Required work
Where the line containing "the dirt field" appears, begin retyping; continue exactly through the final line of the data. Omit every picture.

Stored rows
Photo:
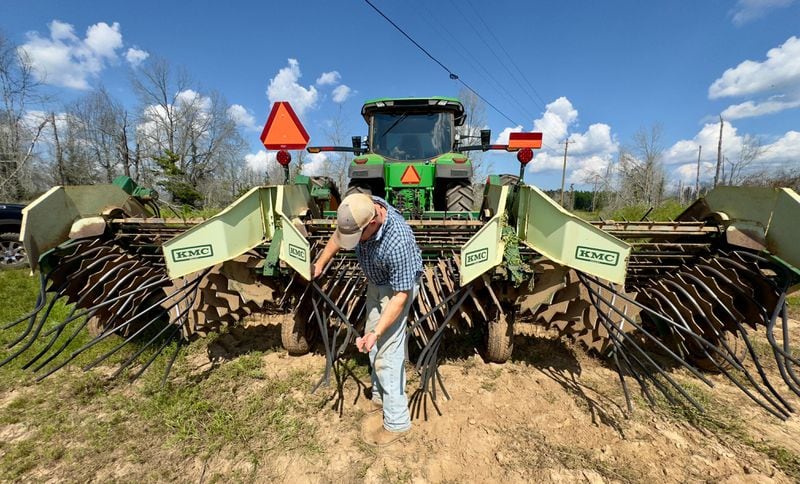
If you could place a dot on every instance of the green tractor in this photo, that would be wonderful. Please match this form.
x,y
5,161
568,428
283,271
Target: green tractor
x,y
413,156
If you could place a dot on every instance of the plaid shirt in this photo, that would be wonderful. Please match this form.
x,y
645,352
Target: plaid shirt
x,y
391,256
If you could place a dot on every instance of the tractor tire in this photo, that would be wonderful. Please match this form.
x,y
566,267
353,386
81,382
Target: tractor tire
x,y
356,188
327,182
295,335
12,252
500,338
460,197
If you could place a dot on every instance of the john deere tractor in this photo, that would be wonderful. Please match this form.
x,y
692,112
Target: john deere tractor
x,y
413,157
690,289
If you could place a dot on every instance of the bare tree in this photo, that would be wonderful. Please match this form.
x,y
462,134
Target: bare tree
x,y
337,164
470,131
186,133
751,151
18,138
640,169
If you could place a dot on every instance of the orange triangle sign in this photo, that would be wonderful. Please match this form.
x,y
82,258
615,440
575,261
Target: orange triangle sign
x,y
283,130
410,176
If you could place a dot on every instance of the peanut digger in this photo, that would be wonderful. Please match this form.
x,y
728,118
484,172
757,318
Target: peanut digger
x,y
640,293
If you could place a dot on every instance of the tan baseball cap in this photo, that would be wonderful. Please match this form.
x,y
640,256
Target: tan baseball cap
x,y
354,213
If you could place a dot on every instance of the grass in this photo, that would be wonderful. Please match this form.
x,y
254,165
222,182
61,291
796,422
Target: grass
x,y
727,423
76,425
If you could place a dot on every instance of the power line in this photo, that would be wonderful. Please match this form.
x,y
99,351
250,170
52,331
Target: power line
x,y
452,75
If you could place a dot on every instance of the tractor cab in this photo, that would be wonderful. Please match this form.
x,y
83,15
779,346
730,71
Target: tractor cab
x,y
412,129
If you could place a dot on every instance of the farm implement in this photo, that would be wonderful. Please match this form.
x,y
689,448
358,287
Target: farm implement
x,y
645,295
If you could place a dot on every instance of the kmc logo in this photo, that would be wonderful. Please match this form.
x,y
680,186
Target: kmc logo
x,y
189,253
600,256
297,252
476,257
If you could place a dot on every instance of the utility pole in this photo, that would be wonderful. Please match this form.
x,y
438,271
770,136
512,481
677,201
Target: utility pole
x,y
697,180
719,153
564,170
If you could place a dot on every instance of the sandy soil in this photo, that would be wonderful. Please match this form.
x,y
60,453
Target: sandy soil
x,y
552,414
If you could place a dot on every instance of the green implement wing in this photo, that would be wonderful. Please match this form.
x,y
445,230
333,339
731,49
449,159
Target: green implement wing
x,y
567,239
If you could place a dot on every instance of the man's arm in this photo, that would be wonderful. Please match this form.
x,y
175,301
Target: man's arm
x,y
330,250
388,316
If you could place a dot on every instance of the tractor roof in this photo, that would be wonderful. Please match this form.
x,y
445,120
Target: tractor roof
x,y
433,103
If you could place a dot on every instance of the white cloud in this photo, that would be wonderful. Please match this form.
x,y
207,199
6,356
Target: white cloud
x,y
558,116
242,117
260,161
136,56
314,164
748,10
285,87
775,81
681,157
64,59
341,93
328,78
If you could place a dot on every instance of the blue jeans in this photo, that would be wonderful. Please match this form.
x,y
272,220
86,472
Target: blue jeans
x,y
387,358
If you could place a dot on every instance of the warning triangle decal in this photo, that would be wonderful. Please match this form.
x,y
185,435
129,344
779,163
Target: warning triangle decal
x,y
410,176
283,130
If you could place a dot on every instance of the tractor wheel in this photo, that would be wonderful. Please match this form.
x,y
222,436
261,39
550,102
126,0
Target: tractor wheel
x,y
327,182
295,335
460,197
356,188
500,337
12,252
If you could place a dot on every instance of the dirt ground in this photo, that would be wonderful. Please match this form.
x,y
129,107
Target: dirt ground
x,y
552,414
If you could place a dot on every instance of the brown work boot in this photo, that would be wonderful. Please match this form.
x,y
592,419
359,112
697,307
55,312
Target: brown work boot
x,y
374,433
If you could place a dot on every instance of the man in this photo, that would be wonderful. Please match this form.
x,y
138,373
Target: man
x,y
390,258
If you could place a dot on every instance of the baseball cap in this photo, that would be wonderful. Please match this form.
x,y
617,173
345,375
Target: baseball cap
x,y
354,213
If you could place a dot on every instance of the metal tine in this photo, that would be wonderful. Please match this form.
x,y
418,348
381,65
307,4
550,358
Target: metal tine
x,y
94,308
41,300
191,293
109,332
326,344
61,327
744,335
175,335
663,318
180,319
171,361
738,366
785,329
141,350
782,357
777,407
88,313
658,368
696,337
77,304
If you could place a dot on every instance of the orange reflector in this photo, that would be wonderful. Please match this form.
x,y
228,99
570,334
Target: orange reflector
x,y
410,176
283,130
524,140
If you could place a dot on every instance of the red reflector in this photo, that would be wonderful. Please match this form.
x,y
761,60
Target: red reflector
x,y
525,155
410,176
284,157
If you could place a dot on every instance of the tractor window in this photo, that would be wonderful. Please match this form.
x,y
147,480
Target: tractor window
x,y
411,136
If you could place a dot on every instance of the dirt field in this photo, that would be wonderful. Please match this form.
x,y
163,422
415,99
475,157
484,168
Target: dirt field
x,y
238,409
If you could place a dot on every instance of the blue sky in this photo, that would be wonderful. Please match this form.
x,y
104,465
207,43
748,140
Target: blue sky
x,y
595,72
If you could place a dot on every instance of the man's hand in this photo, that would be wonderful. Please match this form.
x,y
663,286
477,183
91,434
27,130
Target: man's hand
x,y
316,269
365,343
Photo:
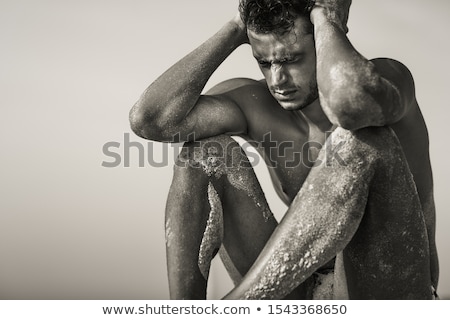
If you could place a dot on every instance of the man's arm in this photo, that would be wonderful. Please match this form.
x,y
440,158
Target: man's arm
x,y
318,225
173,107
355,92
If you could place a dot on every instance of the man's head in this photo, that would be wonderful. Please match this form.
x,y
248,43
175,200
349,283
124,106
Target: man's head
x,y
281,35
274,16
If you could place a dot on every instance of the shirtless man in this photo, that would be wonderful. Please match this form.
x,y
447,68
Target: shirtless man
x,y
361,208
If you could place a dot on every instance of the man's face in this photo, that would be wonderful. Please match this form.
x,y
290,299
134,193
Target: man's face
x,y
288,63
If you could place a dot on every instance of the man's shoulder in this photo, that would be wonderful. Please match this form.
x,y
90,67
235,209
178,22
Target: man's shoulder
x,y
392,67
238,84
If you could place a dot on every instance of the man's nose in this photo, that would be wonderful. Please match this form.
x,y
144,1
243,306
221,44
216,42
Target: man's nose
x,y
278,74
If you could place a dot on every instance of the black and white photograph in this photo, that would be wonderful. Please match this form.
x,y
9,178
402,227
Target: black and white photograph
x,y
239,149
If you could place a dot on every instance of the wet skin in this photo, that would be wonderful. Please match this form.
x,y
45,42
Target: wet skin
x,y
286,106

Exercise answer
If you could place a dot on every instance of the dirt field in this photo, that would be wonderful. Please match this form.
x,y
163,422
415,99
475,157
484,168
Target: dirt field
x,y
238,409
If you could place a dot on every instance of the blue sky in this photo, that would be wonderful. Please match this form.
x,y
104,465
207,43
748,140
Target: blue sky
x,y
595,72
If you could place a dot on every instance of the man's hand in this photo, that would be wonderful. Please match this form.
x,y
663,286
477,183
91,434
27,130
Target: man's hand
x,y
316,269
365,343
Photo:
If you could place a dot on every instance of the man's arm in this photo, that would be wonderful. Please match this form.
x,y
440,158
Target: man's arm
x,y
318,225
173,107
355,92
If you could place a dot on every instance of the man's head in this photo, that would be wonderful. Please match this form.
x,y
248,43
175,200
349,283
124,106
Target: man's head
x,y
281,35
274,16
If you could place a dot on every instance of the shirtless man in this photo, that would be wonderful. Please match this form.
x,y
447,68
Target: shirtless man
x,y
361,208
If you could place a dot on every instance of the man's face in this photo, that would be wonderful. Please match this form.
x,y
290,299
134,193
Target: man's face
x,y
288,63
If you could place a dot on every instance of the man's shoulder in this photo, that would be wonderful. Please match this form.
x,y
90,67
235,209
178,22
Target: man's shoulder
x,y
392,67
238,84
If you could place a dot on every instance of the man's nose in this photo, that would be wonderful. Please match this form.
x,y
144,1
243,306
221,44
216,42
Target: man's nose
x,y
278,74
If you could place a dot on every instance of the black and white photograph in this photo, that would be wonderful. Please match this form.
x,y
9,178
402,227
Target: black and white photograph
x,y
239,149
If you could place a dot on every instance of the wet skin in this photo, that would be wonderful. Please match this form.
x,y
45,42
Target: wet skin
x,y
286,106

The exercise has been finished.